→ Task statement
Repeat each entry below without omitting a single word.
-*-*-
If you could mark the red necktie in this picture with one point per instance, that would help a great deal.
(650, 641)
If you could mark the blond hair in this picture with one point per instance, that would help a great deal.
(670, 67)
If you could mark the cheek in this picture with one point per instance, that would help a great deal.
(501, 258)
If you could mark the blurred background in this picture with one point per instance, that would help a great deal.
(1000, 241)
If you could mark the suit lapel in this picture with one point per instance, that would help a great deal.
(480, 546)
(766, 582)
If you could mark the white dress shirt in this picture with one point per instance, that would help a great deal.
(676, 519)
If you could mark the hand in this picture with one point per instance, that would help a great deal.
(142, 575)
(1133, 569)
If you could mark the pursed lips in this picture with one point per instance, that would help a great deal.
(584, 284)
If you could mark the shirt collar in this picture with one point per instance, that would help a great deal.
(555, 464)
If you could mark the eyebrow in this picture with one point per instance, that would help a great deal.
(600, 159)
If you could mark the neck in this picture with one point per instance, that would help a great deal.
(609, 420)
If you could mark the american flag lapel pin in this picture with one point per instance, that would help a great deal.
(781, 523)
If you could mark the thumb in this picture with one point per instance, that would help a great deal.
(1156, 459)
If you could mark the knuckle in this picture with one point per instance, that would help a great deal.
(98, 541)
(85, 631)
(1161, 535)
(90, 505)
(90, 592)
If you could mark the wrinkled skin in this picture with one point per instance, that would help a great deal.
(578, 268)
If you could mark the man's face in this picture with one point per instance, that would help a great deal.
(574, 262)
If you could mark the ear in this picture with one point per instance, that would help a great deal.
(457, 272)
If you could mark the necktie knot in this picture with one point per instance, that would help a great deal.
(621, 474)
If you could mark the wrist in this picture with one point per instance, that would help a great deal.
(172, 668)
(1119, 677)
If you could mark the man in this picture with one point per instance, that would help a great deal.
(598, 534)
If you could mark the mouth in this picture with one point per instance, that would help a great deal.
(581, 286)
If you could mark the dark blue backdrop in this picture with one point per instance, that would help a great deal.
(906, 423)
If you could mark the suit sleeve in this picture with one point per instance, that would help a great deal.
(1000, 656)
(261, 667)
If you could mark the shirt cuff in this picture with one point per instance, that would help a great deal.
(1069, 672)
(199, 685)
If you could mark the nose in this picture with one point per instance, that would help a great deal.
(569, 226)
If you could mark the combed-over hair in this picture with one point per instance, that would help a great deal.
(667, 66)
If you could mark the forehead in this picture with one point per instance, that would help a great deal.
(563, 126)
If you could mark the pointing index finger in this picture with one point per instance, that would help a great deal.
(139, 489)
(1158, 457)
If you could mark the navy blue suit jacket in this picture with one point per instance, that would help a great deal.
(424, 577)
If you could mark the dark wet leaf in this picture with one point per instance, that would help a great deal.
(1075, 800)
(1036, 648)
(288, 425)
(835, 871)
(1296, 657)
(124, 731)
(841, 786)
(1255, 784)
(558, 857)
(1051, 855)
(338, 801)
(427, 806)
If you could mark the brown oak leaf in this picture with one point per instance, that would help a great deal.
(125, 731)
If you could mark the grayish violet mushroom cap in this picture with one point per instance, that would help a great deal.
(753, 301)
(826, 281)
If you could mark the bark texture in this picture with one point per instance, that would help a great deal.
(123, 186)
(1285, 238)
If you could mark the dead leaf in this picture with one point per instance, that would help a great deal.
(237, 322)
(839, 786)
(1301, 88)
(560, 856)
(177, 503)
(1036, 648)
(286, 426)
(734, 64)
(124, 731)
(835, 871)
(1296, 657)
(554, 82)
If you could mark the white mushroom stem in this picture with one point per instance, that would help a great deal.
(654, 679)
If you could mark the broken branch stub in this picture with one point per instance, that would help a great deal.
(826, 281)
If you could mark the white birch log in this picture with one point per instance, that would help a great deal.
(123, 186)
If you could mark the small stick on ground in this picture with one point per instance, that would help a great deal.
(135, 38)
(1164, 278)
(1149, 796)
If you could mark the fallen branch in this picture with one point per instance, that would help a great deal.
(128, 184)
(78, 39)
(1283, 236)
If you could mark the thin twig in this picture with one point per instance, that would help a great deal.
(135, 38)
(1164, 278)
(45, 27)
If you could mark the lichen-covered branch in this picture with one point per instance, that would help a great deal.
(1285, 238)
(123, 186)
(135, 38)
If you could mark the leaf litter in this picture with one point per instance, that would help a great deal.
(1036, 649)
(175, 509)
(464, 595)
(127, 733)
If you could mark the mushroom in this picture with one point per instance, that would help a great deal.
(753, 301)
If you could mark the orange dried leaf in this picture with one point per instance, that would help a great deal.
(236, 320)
-*-*-
→ Answer box
If you could mark the red necktie in this picture with one point per instance, that would help a great deal.
(650, 641)
If you could mark the blond hair in this picture with one point per instance, that would help a great deal.
(670, 67)
If you could mark the cheek in this picture with one point per instance, that would help a great deal.
(501, 258)
If you could mark the blurred background in this picture with one point per instance, that would help a great deal.
(1000, 241)
If you could mark the suit lapel in this picture with one point per instance, that would help a great deal.
(480, 546)
(766, 582)
If you could mark the white dress shirt in this picture with one point per instance, that would help a great deal.
(676, 519)
If you could mark the hand in this picture with one point per instance, that would help a great deal.
(142, 575)
(1133, 569)
If you could mark the pursed lips in this picture with one point per instance, that would help a great deal.
(584, 284)
If you could mark the shirt collar in this picture with one point per instance, that would help a great deal.
(555, 464)
If you could mark the eyebrow in this picture with one point per instance, that would help a great deal.
(600, 159)
If you could mark the neck in this picture with one point per instance, that would help a great deal.
(609, 420)
If you could mark the american flag lapel pin in this picture with one point per instance, that would help a great deal.
(781, 523)
If you could mark the thumb in this picture with one point per instance, that would help a great deal.
(1156, 459)
If you could mark the knuckle in this picture with one point per instance, that would help a great deal.
(98, 541)
(85, 631)
(1161, 535)
(90, 505)
(90, 592)
If you could mark the wrinkled skin in this picture with one point per instance, that would help a great deal.
(578, 268)
If you could mark the man's face in this picture with one point per instance, that would help a great deal.
(574, 262)
If you could mark the ear in this picture with one point per instance, that would help a great deal.
(457, 272)
If you could mark the necktie knot in this picture with one point per instance, that would help a great deal.
(621, 474)
If you could mark the wrist in this picture with one point per instance, that would help a great deal.
(172, 668)
(1119, 677)
If you could mark the man in this picture with one point per instance, that would help a great deal.
(598, 534)
If you could mark the mouth in this picture with one point per instance, that would help a great deal.
(581, 286)
If you could mark the dark blue backdrop in this picture with one point per instance, that would help a great deal.
(906, 423)
If you could mark the suit sleeve in this picture with one point per instance, that would help a great deal.
(1000, 656)
(261, 667)
If you could mark the shirt cuff in this picture with one point per instance, that would help a great deal.
(1069, 672)
(199, 685)
If you could mark the nose in this picture with one point per instance, that would help a great deal.
(569, 226)
If you could mark the combed-over hair in this picture with one point per instance, that would help a great deal.
(667, 66)
If you could mark the forehead in this picture with one point per instance, that would help a great deal.
(563, 126)
If you could mark the pointing index finger in this picture with one point per instance, that would help a great deal.
(139, 489)
(1158, 457)
If you could mark the navy blue suit jacket in this picture with one point per instance, that would help a great deal.
(424, 577)
If you could mark the dark wet leaf in this picture with one point per instance, that would help a great deal.
(1075, 800)
(1036, 648)
(288, 425)
(835, 871)
(1296, 657)
(124, 731)
(841, 786)
(1255, 784)
(558, 857)
(1051, 855)
(338, 801)
(427, 806)
If you could mark the brown oak leaf in this picture with one point per instance, that would help a great deal.
(125, 731)
If you could mark the grayish violet mushroom cap in this picture with one point per instance, that would help a great deal.
(753, 301)
(826, 281)
If you could mark the bark texture in this picture with one point per instance, that would help a great deal.
(123, 186)
(1285, 238)
If you could mark the dead leaf in this picture with one point per instance, that would help a great deal.
(237, 322)
(839, 786)
(1301, 88)
(560, 856)
(177, 503)
(1036, 648)
(286, 426)
(734, 64)
(124, 731)
(835, 871)
(1296, 657)
(554, 82)
If you could mark the white mushroom stem in this picture with one point per instance, that would help a great deal.
(654, 679)
If you could mark the broken branch stub in this picture with one point per instance, that would help a great deal.
(826, 281)
If you could mark the white birch log in this picture with one point per instance, that would help a great deal.
(123, 186)
If you could mark the small stick on ground in this picture with one point per instance, that would help a great deal.
(135, 38)
(1164, 278)
(1149, 796)
If you could mark the fallen branch in this picture with one point per instance, that would help a great deal.
(128, 184)
(78, 39)
(1283, 236)
If you could mark the thin twig in this picture with one point per instance, that would help a great deal.
(135, 38)
(1164, 278)
(45, 27)
If you could mark the lichen-covered branch in this picture with one point per instance, that would help a great deal.
(1285, 238)
(123, 186)
(135, 38)
If you could mark the leaf litter in this picture with one point per instance, that would help a great deal.
(1036, 649)
(175, 509)
(464, 595)
(127, 733)
If you could mark the mushroom in this picture with one point per instance, that would help a great deal.
(753, 301)
If you could mark the orange dried leaf in this picture with one point per instance, that would help a great deal.
(236, 320)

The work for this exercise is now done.